═════ TEXTE PRÉSENTÉ

Mamou: retour sur les exécutions de mars 1984, les dernières cartouches d’un régime

La soif de sang guinéen de la part du tyran Sékou Touré n'a pris fin qu'avec sa propre mort. Alors qu'il devait mourir le 26 mars 1984, il a tué jusqu'au 21 mars, soit 5 jours avant que les guinéens soient délivrés de sa tyrannie.

Mercredi 21 mars 1984, cela fait maintenant 37 [39 aujourd’hui] ans que 4 citoyens de Mamou ont été exécutés au terrain de football de la ville. Ces exécutions ont été les dernières du régime Sékou Touré, car l’ultime prière des exécutés avant l’heure qui fut  » Que notre martyre soit le dernier en Guinée » fut exaucé  par Dieu, le président Sékou Touré décédant 5 jours plus tard, après ces fusillades.
Lire également: La cruauté de Sékou n’a eu d’égale que la rapacité de ses tortionnaires 
Notre reporter  à travers des témoins qui sont encore en vie, a décidé de vous faire revivre ce triste événement qui a plongé plusieurs familles de Mamou dans le désarroi.
Tout est partie d’une affaire de carte d’identité qu’un policier avait demandé à un citoyen de présenter. À la suite, une émeute éclata dans la ville. La police fut attaquée par des citoyens. Trois y perdirent la vie par balles. Plusieurs citoyens furent arrêtés à tort ou à raison. Quatre dont un muezzin furent condamnés à la peine capitale. Le quotidien Horoya dans son numéro 013,  paru le 12 mai 1984 mettra à sa Une  » Les dernières cartouches d’un tyran ».

══════════
═════ DONNÉES FOURNIES

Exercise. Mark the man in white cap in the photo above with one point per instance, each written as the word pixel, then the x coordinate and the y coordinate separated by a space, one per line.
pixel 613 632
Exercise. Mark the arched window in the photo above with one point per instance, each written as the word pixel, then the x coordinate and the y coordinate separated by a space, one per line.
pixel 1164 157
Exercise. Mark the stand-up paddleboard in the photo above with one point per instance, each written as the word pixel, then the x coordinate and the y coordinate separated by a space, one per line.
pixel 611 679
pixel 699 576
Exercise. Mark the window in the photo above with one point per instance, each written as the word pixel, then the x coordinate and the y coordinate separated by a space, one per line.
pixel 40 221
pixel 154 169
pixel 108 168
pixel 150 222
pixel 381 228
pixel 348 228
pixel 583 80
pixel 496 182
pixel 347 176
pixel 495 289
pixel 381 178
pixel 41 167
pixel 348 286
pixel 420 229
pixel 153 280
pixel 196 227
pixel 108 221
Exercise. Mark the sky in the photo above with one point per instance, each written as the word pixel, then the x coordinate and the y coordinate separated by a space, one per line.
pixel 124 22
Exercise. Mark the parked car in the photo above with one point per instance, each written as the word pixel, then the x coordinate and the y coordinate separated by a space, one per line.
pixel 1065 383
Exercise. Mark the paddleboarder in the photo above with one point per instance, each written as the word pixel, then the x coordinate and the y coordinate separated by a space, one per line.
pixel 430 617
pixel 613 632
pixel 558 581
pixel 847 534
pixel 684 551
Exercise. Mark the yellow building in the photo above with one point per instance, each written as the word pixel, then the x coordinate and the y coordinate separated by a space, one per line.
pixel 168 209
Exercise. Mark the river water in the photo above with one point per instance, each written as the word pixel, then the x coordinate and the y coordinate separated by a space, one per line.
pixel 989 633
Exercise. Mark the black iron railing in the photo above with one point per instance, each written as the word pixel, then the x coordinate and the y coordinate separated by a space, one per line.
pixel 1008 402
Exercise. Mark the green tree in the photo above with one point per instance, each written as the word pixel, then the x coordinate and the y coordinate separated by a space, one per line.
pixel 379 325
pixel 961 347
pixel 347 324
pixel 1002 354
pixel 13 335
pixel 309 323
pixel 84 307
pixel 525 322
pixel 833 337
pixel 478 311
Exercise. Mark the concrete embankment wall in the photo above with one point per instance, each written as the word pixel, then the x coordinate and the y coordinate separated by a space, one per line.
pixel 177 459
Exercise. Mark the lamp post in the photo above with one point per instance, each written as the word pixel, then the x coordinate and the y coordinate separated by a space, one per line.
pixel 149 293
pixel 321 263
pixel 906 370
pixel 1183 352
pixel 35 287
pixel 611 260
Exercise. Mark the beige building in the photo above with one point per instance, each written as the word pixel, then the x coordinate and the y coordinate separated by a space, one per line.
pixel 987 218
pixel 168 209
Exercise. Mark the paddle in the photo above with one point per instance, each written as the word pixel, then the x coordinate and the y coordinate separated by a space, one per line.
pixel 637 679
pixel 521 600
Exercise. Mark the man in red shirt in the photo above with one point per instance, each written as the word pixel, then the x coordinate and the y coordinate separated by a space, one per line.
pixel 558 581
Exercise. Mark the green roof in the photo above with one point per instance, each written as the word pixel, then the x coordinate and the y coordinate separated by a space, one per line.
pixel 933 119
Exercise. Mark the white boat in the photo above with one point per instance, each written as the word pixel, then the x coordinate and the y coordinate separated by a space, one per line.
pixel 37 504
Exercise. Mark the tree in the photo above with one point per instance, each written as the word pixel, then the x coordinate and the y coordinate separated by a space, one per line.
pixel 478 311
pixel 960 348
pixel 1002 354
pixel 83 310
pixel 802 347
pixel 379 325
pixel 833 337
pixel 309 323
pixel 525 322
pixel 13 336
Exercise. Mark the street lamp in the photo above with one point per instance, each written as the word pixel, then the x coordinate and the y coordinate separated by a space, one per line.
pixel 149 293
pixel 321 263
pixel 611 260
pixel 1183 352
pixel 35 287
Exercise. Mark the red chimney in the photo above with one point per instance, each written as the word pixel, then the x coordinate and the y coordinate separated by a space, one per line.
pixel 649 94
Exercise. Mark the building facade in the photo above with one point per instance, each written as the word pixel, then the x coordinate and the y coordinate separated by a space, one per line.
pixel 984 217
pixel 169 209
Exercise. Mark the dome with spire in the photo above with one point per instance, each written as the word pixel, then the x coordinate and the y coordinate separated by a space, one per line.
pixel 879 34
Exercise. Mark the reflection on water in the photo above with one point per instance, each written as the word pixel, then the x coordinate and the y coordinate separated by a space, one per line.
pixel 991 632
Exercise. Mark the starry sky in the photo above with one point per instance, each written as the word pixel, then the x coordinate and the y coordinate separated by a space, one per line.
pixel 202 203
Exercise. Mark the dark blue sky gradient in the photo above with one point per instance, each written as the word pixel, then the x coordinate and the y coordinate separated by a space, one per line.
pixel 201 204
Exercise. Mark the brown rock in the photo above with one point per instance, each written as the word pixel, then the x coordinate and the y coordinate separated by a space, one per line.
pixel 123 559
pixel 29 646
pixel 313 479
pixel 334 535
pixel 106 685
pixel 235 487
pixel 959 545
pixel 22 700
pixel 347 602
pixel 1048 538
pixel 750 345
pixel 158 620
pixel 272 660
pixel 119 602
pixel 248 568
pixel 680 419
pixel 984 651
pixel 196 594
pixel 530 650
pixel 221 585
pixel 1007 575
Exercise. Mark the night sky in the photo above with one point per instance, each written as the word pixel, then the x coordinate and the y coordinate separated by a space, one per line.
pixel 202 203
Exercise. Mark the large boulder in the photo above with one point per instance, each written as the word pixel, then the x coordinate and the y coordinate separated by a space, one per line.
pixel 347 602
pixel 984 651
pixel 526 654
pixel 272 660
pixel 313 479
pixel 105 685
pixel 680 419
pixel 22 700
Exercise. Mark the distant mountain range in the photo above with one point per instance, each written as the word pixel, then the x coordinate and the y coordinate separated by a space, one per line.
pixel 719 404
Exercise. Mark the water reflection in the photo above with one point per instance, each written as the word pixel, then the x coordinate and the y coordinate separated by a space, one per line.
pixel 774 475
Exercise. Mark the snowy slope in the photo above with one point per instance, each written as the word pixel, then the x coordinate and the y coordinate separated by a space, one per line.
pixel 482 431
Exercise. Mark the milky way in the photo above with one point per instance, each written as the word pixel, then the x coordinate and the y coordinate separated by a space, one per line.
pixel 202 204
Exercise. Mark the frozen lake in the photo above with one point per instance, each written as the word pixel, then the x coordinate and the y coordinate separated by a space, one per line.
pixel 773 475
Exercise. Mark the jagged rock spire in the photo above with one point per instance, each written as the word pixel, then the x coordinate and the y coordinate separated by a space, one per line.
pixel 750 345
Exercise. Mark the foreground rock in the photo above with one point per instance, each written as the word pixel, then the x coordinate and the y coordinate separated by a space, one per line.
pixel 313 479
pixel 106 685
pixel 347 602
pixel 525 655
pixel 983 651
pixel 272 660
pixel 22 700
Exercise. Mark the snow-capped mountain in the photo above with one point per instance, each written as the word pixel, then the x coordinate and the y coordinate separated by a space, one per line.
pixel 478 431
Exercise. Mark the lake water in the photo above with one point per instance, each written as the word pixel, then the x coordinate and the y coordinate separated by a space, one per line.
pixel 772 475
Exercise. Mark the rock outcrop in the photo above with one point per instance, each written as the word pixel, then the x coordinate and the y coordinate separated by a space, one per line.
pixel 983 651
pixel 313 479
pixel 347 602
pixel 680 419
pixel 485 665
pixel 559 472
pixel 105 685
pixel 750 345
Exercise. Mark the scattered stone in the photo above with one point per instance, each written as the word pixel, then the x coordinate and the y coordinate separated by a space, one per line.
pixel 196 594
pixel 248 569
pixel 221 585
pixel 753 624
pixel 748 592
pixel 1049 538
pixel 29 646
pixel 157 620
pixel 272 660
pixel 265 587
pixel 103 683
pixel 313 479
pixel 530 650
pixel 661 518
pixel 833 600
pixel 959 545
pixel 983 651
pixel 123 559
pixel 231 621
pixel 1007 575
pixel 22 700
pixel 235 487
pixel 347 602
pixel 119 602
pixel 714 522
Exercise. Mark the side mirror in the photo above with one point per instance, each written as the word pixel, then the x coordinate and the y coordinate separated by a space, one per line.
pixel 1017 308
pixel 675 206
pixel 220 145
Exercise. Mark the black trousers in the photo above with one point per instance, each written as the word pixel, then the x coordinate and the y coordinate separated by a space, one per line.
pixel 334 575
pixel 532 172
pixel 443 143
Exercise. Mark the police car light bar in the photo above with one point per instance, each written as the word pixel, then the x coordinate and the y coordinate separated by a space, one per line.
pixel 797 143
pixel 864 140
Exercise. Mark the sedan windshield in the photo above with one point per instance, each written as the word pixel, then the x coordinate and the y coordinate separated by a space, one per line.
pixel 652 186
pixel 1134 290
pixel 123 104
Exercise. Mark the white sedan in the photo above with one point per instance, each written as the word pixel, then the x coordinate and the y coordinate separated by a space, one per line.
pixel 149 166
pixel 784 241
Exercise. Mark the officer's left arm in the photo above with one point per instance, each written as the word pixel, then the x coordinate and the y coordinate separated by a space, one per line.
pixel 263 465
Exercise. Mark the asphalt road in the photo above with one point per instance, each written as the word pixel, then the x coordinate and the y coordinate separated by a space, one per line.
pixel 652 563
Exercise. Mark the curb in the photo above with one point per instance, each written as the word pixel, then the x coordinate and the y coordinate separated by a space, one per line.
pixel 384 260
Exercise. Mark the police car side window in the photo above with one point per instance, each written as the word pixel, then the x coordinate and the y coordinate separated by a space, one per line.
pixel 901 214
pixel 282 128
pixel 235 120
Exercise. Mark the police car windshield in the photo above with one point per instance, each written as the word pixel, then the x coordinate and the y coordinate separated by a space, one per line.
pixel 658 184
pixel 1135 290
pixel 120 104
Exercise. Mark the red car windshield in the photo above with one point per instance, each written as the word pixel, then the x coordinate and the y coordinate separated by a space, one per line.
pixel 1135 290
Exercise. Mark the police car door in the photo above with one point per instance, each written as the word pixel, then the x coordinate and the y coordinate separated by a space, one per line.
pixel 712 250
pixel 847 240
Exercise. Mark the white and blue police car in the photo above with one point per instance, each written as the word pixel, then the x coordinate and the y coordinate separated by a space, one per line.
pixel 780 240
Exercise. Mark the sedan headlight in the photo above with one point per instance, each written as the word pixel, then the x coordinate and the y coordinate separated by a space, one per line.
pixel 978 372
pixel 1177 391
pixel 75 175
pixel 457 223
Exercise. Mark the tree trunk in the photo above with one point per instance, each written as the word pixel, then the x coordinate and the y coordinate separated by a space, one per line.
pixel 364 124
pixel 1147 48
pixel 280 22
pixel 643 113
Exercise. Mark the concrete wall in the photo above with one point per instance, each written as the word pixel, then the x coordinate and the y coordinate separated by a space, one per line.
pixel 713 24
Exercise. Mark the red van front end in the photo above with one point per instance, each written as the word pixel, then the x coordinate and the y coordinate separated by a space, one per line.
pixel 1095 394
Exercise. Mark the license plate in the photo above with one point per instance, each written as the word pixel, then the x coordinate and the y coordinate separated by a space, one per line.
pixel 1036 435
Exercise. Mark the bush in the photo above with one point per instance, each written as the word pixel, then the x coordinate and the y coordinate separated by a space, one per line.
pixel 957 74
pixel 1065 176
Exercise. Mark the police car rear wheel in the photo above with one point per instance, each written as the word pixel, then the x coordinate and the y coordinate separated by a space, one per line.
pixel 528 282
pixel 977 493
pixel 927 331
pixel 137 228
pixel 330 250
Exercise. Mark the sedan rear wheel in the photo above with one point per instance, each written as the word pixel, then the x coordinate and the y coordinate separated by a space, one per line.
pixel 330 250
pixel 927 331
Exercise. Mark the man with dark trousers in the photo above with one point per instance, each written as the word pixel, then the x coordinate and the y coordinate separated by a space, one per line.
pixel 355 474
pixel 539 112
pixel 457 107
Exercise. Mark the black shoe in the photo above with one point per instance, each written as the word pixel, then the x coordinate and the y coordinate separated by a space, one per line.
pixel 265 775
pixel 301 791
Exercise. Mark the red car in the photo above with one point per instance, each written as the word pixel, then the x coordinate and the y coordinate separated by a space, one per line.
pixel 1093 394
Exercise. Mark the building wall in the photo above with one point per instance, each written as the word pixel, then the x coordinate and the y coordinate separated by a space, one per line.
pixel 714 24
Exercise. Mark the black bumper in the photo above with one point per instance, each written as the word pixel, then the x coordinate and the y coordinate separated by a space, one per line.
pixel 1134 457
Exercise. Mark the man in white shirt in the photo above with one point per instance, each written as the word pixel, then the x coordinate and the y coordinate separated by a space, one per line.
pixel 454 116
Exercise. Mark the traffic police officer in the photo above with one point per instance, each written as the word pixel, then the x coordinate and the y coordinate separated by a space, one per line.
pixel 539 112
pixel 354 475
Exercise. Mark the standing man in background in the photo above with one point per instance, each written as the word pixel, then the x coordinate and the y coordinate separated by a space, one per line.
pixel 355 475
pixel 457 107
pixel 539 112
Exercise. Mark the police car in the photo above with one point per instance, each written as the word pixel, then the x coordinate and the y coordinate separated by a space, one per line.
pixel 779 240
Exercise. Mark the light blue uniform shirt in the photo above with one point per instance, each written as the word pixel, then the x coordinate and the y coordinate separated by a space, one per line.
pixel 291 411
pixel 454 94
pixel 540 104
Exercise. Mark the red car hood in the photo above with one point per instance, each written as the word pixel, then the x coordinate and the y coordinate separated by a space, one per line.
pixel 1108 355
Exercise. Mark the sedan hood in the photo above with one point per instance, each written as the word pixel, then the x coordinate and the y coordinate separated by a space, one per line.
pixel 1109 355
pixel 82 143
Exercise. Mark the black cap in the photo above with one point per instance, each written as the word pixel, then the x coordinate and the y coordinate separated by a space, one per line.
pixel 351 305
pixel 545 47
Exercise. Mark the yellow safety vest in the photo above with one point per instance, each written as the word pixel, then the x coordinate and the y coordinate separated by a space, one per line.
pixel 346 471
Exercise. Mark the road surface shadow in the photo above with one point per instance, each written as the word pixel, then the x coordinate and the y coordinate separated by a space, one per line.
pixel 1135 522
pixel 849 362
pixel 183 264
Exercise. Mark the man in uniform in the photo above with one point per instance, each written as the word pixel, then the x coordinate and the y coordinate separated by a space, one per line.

══════════

CONSIGNE: Réécrivez le passage de l'article sur les exécutions de Mamou qui va de «La soif de sang» jusqu'à «dans le désarroi.», en y remplaçant «terrain de football» par «stade».

RÉPONSE COMPLÈTE:
La soif de sang guinéen de la part du tyran Sékou Touré n'a pris fin qu'avec sa propre mort. Alors qu'il devait mourir le 26 mars 1984, il a tué jusqu'au 21 mars, soit 5 jours avant que les guinéens soient délivrés de sa tyrannie.

Mercredi 21 mars 1984, cela fait maintenant 37 [39 aujourd’hui] ans que 4 citoyens de Mamou ont été exécutés au stade de la ville. Ces exécutions ont été les dernières du régime Sékou Touré, car l’ultime prière des exécutés avant l’heure qui fut  » Que notre martyre soit le dernier en Guinée » fut exaucé  par Dieu, le président Sékou Touré décédant 5 jours plus tard, après ces fusillades.
Lire également: La cruauté de Sékou n’a eu d’égale que la rapacité de ses tortionnaires 
Notre reporter  à travers des témoins qui sont encore en vie, a décidé de vous faire revivre ce triste événement qui a plongé plusieurs familles de Mamou dans le désarroi.